Retype the records below exactly, from the line that contains "# test: pointer" through the end of the records, inclusive. Leave the pictures out of your answer.

Given records:

------------------------------------------------

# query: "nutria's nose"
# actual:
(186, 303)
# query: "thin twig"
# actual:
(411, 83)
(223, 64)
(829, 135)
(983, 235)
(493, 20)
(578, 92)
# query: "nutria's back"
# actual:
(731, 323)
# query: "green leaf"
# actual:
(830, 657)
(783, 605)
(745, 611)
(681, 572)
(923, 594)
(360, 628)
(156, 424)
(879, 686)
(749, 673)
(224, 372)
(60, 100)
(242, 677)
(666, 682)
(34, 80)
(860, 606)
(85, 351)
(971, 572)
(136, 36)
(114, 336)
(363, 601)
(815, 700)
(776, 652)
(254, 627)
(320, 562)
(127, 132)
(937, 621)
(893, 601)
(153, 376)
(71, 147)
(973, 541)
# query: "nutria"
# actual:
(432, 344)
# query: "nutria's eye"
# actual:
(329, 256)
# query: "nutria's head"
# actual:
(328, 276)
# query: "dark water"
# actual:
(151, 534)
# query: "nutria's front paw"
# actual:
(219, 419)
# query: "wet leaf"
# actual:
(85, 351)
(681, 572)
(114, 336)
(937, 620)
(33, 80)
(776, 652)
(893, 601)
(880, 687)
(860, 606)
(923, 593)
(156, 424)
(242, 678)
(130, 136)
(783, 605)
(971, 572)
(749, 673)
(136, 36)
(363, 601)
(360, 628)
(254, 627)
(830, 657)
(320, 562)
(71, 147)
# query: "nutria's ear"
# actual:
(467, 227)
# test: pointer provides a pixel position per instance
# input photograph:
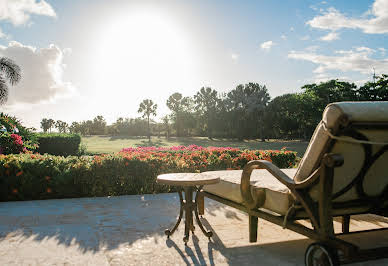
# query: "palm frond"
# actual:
(3, 91)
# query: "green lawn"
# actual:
(107, 144)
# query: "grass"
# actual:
(109, 144)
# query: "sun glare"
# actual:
(141, 55)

------------------------------------------------

Reply:
# test: pointer provides a pixel position per instance
# input photograph:
# query: "palm frond"
# actual:
(3, 91)
# query: "green lawn"
# actual:
(107, 144)
# query: "grass"
# actual:
(109, 144)
# query: "sun glare"
# actual:
(141, 55)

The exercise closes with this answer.